*WORK TASK:*
Which of the lines below hold "panel"? Please return each one.

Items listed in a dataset
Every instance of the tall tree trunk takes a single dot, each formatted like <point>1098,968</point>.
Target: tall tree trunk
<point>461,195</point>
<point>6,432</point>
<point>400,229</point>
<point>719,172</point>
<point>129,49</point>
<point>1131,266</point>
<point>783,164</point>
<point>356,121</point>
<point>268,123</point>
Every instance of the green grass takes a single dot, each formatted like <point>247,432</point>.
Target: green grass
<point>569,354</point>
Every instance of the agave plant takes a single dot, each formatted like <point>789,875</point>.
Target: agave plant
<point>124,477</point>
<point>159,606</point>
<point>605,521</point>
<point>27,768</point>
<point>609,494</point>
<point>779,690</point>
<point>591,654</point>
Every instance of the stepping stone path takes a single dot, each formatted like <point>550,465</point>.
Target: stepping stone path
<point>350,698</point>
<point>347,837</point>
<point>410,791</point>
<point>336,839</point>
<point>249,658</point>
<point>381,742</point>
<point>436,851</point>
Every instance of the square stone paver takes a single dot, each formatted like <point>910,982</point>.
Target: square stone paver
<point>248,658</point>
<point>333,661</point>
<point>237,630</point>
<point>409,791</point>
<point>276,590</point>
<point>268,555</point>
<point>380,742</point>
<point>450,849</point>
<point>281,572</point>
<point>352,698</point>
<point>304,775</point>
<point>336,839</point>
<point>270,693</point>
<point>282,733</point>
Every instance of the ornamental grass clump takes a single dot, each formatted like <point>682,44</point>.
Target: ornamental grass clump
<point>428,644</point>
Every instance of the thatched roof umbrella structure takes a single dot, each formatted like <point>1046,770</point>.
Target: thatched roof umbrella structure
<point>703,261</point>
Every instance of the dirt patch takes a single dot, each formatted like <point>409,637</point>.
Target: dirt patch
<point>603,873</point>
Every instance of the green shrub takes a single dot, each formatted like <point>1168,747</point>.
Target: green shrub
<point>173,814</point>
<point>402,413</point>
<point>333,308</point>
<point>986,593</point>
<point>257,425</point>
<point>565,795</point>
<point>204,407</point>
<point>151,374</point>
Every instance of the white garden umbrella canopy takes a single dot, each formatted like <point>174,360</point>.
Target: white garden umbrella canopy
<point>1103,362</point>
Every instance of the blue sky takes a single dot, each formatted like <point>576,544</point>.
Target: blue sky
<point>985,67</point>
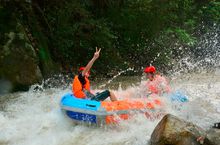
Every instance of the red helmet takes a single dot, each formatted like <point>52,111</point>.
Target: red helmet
<point>81,68</point>
<point>150,69</point>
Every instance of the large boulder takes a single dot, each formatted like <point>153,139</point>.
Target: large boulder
<point>174,131</point>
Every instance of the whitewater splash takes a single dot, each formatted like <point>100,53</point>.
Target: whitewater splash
<point>34,117</point>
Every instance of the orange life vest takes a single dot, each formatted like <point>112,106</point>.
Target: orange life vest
<point>77,88</point>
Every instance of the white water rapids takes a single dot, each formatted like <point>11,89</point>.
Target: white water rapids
<point>34,118</point>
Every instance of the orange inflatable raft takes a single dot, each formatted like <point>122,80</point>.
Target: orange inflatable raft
<point>106,112</point>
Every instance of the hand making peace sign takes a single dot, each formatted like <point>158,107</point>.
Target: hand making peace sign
<point>96,54</point>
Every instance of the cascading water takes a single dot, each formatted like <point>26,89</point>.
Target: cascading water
<point>34,117</point>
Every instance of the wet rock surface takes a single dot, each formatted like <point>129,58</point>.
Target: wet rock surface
<point>175,131</point>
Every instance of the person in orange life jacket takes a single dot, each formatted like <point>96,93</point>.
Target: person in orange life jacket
<point>156,83</point>
<point>81,84</point>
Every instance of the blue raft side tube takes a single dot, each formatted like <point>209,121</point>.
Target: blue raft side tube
<point>179,96</point>
<point>69,103</point>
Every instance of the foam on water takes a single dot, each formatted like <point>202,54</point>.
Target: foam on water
<point>34,117</point>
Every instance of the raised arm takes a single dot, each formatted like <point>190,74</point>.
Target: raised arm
<point>89,65</point>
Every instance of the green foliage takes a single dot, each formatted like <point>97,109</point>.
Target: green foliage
<point>211,12</point>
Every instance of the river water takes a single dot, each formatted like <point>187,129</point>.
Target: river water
<point>34,117</point>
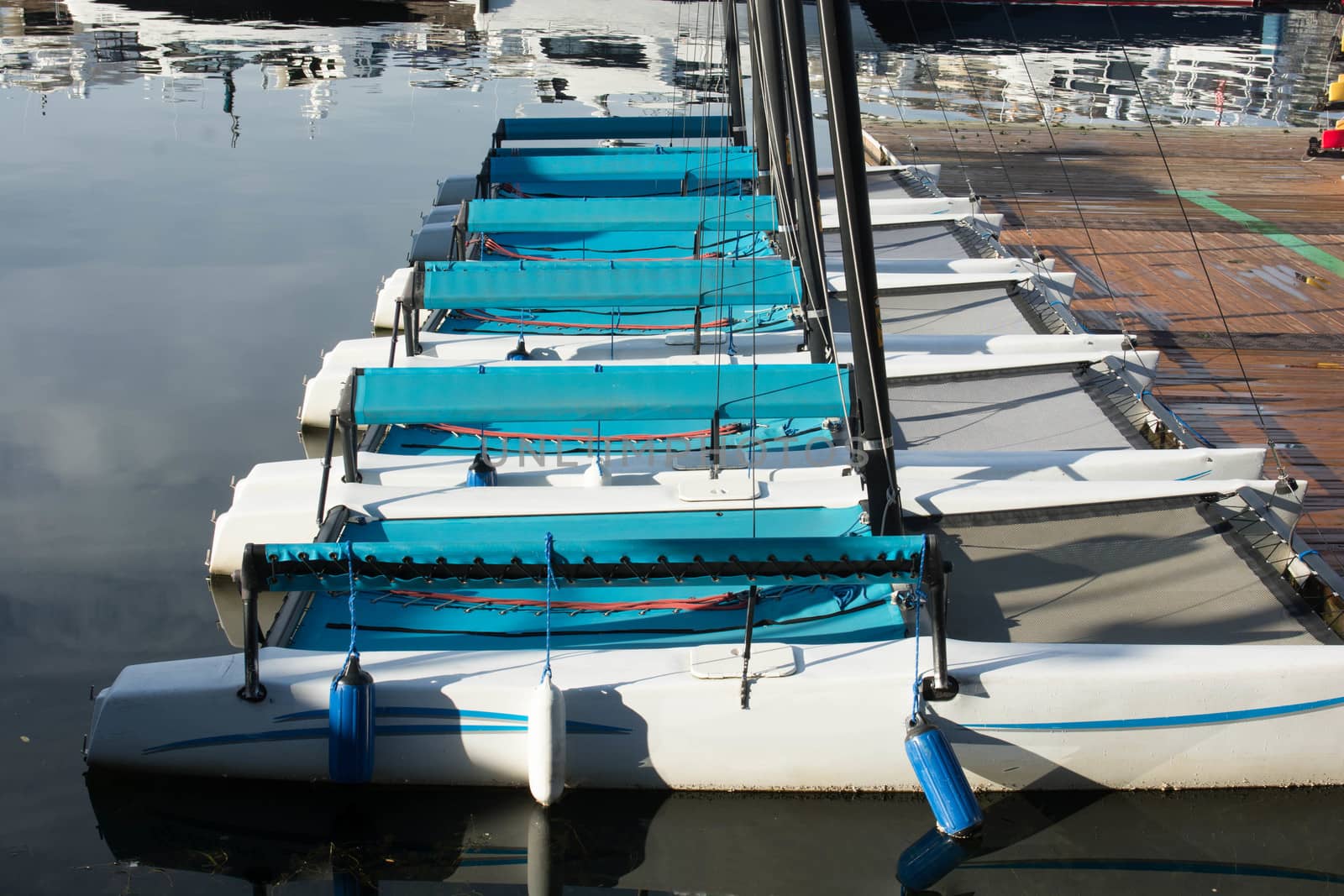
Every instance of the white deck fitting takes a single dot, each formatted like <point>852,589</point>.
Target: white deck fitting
<point>905,212</point>
<point>929,174</point>
<point>963,273</point>
<point>396,288</point>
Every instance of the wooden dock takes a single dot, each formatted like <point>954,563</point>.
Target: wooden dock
<point>1252,254</point>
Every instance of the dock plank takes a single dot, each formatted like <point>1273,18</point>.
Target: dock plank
<point>1189,278</point>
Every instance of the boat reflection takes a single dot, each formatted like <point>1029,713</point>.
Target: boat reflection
<point>499,841</point>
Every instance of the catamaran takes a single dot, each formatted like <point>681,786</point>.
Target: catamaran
<point>687,465</point>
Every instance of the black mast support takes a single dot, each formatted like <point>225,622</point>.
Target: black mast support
<point>759,134</point>
<point>732,62</point>
<point>772,80</point>
<point>870,363</point>
<point>250,579</point>
<point>811,250</point>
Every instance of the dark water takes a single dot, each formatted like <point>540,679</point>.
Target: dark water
<point>190,210</point>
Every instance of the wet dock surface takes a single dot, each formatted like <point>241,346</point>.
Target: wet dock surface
<point>1252,254</point>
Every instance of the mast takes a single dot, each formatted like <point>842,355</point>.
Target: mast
<point>759,132</point>
<point>870,363</point>
<point>732,62</point>
<point>768,43</point>
<point>804,150</point>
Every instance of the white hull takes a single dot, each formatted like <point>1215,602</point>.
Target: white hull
<point>1028,716</point>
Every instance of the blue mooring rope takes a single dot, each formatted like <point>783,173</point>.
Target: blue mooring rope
<point>349,573</point>
<point>550,589</point>
<point>920,600</point>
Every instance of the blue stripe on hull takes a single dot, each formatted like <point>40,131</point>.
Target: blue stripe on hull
<point>1167,721</point>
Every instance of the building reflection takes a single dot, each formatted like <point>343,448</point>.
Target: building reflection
<point>1210,67</point>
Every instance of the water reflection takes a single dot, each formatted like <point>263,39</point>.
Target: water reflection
<point>1089,65</point>
<point>319,839</point>
<point>165,295</point>
<point>920,60</point>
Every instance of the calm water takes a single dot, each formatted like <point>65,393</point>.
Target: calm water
<point>194,207</point>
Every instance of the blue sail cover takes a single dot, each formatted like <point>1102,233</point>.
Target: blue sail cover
<point>580,550</point>
<point>616,392</point>
<point>694,168</point>
<point>624,128</point>
<point>685,214</point>
<point>635,284</point>
<point>417,613</point>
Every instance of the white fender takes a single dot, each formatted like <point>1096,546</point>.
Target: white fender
<point>546,743</point>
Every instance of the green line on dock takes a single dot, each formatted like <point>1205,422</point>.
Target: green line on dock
<point>1205,199</point>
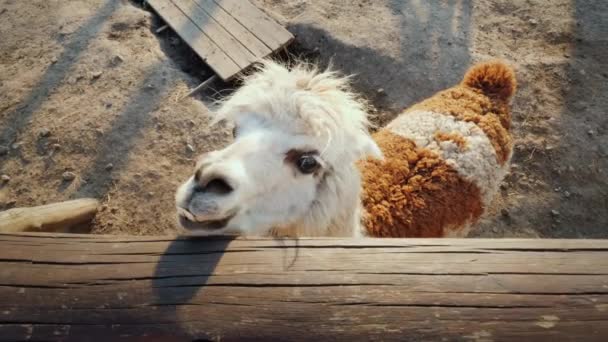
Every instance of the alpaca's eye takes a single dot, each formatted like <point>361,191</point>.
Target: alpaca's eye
<point>307,164</point>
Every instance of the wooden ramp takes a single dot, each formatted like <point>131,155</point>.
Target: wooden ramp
<point>229,35</point>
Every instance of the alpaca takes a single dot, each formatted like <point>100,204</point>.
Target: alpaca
<point>304,164</point>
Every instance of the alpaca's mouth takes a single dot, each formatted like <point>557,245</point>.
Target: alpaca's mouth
<point>187,221</point>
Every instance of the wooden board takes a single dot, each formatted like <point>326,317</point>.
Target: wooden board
<point>228,35</point>
<point>107,288</point>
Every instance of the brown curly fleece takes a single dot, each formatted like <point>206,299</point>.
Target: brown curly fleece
<point>413,192</point>
<point>481,98</point>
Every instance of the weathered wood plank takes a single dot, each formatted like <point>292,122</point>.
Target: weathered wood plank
<point>212,29</point>
<point>50,217</point>
<point>257,22</point>
<point>217,59</point>
<point>240,32</point>
<point>84,287</point>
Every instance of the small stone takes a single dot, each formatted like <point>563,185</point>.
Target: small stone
<point>45,132</point>
<point>68,176</point>
<point>116,60</point>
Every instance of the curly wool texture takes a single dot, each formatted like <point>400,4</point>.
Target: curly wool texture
<point>413,192</point>
<point>440,186</point>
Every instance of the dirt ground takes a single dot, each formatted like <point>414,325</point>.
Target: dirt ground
<point>90,99</point>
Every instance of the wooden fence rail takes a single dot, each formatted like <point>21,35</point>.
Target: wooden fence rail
<point>87,287</point>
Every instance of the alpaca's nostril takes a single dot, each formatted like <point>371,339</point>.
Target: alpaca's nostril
<point>216,186</point>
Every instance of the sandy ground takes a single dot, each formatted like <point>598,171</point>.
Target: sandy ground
<point>88,91</point>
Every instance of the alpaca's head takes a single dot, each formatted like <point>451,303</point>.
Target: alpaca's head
<point>297,136</point>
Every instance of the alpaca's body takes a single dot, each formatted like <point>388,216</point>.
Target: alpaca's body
<point>295,167</point>
<point>444,159</point>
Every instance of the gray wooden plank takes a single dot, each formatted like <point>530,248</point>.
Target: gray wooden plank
<point>57,287</point>
<point>261,25</point>
<point>236,29</point>
<point>223,39</point>
<point>219,61</point>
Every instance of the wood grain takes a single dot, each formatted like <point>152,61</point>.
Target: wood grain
<point>86,287</point>
<point>205,47</point>
<point>230,36</point>
<point>52,217</point>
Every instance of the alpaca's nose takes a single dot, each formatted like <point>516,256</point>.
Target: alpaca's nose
<point>216,186</point>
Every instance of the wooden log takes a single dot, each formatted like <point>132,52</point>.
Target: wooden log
<point>51,217</point>
<point>106,288</point>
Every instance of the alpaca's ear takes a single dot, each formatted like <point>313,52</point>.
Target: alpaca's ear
<point>367,147</point>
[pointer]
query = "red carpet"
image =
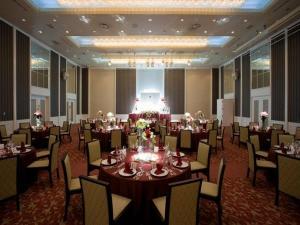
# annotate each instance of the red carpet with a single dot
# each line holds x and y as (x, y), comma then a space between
(242, 204)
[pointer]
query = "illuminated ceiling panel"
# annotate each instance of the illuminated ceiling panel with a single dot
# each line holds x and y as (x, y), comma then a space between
(151, 6)
(149, 42)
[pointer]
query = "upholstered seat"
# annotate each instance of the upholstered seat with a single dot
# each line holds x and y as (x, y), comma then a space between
(209, 188)
(160, 204)
(119, 203)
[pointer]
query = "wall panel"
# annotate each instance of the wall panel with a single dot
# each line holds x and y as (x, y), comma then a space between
(6, 72)
(175, 90)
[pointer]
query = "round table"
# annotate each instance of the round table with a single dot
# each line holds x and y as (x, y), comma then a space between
(142, 189)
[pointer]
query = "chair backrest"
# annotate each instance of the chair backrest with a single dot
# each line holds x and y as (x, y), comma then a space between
(277, 126)
(236, 127)
(97, 202)
(244, 134)
(66, 165)
(297, 134)
(204, 153)
(132, 138)
(251, 156)
(185, 138)
(254, 139)
(171, 141)
(55, 131)
(182, 203)
(288, 170)
(274, 136)
(54, 156)
(286, 139)
(220, 178)
(3, 132)
(28, 134)
(9, 177)
(163, 133)
(116, 138)
(212, 138)
(94, 151)
(17, 139)
(52, 139)
(24, 125)
(65, 126)
(209, 126)
(87, 133)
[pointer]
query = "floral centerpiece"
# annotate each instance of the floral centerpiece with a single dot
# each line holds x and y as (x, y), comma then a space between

*SOLUTION TO THE EXERCISE:*
query = "illuminated ceiling panel"
# annotate each instance of the illuminated ceiling panel with a single dot
query = "wall panel"
# annotate each instance of the wall panel with a single dot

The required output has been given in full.